EXERCISE DESCRIPTION -
From the forum thread on the probability of a girl below, quote word for word the passage that begins with "How can I solve" and ends with "0.5, as each event is independent.".

---------- TEXT ----------

# Thread: Probability of a girl?

1. ## Probability of a girl?

Q: Find the probability of a couple having a baby girl when their fourth child is born, given that the first 3 children are girls.

A: I think the answer is 0.5. Because regardless of the situation the probability will always be 0.5 as each event is independent.

How can I solve this problem in terms of P(B|A)=P(A and B)/P(A)

2. Hello, crazydeo!

Good question!

Q: Find the probability of a couple's fourth child is a girl,
given that their first 3 children are girls.

A: I think the answer is 0.5, because regardless of the situation,
the probability will always be 0.5, as each event is independent.

---------- RECORDS SHOWN ----------

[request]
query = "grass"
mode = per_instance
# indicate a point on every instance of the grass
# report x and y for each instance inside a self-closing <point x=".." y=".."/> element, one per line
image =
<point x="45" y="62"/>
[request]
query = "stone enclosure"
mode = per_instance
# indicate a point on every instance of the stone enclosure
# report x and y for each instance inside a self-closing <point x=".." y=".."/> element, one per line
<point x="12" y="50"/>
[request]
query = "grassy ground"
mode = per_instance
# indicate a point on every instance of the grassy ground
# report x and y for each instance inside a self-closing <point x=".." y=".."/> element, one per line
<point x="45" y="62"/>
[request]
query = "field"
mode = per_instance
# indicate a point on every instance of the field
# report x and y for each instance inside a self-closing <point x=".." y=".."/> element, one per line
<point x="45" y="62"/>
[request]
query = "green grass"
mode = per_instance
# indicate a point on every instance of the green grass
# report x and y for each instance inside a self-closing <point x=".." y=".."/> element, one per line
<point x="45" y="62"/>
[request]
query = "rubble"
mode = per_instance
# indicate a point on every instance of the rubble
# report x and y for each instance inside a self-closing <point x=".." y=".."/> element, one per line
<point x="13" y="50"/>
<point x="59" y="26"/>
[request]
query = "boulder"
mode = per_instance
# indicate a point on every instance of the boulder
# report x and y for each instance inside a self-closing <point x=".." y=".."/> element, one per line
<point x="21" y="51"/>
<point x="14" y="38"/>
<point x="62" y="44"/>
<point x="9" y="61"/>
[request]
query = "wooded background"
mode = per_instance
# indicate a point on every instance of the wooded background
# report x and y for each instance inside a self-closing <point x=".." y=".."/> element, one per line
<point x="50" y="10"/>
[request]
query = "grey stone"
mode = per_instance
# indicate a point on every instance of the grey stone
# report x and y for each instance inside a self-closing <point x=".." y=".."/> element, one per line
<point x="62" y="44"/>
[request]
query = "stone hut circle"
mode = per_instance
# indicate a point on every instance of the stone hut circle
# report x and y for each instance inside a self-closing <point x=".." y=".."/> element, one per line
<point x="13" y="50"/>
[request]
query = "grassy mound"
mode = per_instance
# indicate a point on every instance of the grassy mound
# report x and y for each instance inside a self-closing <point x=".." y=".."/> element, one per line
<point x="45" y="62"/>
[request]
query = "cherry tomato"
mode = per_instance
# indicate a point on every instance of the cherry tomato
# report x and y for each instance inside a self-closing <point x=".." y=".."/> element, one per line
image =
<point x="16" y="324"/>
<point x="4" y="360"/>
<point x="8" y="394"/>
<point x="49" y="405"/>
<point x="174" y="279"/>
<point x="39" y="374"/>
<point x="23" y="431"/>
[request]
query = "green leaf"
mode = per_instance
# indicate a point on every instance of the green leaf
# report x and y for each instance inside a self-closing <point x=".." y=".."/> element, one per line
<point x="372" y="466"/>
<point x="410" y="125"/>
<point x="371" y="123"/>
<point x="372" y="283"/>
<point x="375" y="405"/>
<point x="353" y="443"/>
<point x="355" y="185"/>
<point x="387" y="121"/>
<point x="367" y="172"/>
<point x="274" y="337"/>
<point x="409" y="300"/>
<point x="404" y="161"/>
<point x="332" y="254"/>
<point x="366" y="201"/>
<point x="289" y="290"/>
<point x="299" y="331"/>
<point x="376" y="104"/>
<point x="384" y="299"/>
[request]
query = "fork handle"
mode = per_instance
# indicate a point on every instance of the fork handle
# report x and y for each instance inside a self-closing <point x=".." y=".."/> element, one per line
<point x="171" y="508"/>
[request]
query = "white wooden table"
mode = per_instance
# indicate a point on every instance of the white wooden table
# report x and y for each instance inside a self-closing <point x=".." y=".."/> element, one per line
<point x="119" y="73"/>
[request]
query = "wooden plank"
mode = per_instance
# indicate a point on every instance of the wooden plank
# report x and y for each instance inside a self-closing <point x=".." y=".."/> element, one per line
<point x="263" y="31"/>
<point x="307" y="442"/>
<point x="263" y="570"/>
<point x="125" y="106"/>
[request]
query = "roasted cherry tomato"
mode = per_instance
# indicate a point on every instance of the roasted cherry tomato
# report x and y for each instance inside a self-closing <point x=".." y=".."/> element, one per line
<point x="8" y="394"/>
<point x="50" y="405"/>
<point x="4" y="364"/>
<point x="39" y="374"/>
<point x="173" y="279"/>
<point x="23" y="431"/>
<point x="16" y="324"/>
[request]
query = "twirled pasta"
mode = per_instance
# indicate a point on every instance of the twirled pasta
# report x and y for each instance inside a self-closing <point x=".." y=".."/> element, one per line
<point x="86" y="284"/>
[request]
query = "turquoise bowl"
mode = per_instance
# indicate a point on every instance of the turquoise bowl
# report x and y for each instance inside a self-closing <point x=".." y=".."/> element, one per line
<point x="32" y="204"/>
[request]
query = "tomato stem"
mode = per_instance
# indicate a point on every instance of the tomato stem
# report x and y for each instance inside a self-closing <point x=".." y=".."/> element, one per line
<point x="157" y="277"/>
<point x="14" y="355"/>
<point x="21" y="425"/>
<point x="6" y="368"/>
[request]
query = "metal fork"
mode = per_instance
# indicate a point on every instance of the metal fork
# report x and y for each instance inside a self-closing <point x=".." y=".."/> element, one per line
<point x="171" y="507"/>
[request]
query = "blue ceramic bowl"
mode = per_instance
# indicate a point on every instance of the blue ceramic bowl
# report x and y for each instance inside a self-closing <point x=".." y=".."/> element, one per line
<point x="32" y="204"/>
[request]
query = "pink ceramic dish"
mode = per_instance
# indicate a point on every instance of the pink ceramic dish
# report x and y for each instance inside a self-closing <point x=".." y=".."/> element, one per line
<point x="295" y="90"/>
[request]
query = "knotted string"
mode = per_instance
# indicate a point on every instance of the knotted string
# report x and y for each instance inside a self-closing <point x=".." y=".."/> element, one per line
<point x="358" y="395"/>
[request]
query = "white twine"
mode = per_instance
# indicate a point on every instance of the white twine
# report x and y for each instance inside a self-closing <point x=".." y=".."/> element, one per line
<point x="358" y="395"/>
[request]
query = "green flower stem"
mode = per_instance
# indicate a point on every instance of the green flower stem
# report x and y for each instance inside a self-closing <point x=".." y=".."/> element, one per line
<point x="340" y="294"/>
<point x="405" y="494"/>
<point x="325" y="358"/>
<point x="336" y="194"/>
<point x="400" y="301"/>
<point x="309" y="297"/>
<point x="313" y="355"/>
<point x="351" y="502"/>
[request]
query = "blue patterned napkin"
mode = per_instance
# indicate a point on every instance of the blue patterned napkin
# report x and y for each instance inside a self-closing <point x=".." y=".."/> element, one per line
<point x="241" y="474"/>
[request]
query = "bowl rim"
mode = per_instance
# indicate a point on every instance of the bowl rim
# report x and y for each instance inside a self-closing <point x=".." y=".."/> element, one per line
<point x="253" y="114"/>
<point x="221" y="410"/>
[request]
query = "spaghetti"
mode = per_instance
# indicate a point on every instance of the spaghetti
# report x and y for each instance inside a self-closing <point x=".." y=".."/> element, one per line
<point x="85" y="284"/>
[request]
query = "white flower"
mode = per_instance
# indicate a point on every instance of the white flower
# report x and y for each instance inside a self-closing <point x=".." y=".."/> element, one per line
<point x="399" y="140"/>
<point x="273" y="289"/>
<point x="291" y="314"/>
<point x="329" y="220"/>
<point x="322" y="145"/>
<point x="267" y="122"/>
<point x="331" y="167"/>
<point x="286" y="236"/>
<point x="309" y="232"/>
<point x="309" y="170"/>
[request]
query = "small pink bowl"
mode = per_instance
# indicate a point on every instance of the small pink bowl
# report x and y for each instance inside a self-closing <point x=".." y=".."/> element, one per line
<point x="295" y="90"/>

----------
---------- RECORDS SHOWN ----------

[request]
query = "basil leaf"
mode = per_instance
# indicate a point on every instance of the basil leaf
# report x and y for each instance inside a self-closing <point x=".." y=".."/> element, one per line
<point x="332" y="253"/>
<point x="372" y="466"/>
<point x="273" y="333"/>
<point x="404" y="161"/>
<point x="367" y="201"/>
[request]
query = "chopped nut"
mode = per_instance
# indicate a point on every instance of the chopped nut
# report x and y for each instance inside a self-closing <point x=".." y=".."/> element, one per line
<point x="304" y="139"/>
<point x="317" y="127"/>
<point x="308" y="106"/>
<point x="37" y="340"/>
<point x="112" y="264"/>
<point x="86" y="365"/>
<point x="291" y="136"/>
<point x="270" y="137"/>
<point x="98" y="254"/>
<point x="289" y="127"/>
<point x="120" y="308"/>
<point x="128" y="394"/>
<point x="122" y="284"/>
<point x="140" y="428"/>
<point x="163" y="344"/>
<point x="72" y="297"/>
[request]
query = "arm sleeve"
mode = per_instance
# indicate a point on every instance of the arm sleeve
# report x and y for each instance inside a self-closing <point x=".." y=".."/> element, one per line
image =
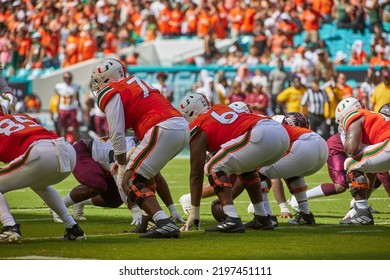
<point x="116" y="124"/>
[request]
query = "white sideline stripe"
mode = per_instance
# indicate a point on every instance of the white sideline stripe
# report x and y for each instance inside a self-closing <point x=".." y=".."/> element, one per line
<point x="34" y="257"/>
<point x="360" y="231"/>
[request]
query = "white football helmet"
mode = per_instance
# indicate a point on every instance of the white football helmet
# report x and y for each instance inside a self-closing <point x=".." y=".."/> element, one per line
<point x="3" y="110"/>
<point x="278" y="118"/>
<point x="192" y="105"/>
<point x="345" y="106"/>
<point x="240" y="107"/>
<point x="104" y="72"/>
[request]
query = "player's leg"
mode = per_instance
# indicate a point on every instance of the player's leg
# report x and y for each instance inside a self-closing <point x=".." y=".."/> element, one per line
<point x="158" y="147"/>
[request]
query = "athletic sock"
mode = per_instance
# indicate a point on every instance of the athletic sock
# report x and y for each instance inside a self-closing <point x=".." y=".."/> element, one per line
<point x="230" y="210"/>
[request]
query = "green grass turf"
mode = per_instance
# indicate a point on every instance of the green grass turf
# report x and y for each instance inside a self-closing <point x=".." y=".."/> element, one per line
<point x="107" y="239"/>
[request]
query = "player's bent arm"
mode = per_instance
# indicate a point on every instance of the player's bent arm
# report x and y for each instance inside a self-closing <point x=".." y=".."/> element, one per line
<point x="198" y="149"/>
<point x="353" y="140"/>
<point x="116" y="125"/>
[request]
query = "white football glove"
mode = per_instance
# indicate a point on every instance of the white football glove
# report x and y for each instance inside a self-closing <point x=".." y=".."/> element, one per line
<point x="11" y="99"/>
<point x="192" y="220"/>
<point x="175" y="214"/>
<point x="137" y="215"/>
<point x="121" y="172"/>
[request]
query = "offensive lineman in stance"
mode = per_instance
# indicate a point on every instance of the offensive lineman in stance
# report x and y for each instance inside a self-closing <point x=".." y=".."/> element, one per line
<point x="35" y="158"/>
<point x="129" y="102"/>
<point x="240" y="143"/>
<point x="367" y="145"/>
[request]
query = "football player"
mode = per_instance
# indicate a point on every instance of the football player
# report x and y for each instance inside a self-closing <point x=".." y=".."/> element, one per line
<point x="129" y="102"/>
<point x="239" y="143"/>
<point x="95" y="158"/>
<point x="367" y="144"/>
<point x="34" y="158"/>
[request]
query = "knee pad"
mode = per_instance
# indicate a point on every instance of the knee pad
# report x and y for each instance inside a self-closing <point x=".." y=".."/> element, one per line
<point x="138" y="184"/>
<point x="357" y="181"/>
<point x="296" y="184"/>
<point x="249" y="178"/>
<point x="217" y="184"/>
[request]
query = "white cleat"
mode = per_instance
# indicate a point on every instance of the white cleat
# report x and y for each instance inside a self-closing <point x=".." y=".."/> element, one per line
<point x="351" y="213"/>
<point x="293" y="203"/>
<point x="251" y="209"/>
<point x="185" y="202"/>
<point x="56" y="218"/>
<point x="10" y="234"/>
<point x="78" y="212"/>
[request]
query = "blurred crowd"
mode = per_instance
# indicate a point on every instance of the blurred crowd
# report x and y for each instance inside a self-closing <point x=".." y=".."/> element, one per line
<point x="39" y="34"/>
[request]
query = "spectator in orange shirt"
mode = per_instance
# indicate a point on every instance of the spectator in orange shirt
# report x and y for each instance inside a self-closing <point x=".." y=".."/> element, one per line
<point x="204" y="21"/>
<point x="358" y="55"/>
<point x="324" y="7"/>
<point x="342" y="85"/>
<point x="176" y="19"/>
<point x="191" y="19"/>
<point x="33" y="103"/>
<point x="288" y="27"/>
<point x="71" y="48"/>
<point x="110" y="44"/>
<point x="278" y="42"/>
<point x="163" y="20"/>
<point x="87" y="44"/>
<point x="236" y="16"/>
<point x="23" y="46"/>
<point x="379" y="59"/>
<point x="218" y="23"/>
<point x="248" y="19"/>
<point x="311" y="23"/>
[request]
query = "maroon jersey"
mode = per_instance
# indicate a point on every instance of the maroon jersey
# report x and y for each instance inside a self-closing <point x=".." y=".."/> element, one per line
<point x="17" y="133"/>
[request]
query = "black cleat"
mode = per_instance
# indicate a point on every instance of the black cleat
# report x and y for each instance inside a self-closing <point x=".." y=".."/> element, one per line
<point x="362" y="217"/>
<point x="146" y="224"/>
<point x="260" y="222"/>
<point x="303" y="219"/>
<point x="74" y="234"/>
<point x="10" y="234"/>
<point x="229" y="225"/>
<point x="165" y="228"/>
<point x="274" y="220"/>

----------

RESULT -
How can I solve this problem in terms of P(B|A)=P(A and B)/P(A)

2. Hello, crazydeo!

Good question!

Q: Find the probability of a couple's fourth child is a girl,
given that their first 3 children are girls.

A: I think the answer is 0.5, because regardless of the situation,
the probability will always be 0.5, as each event is independent.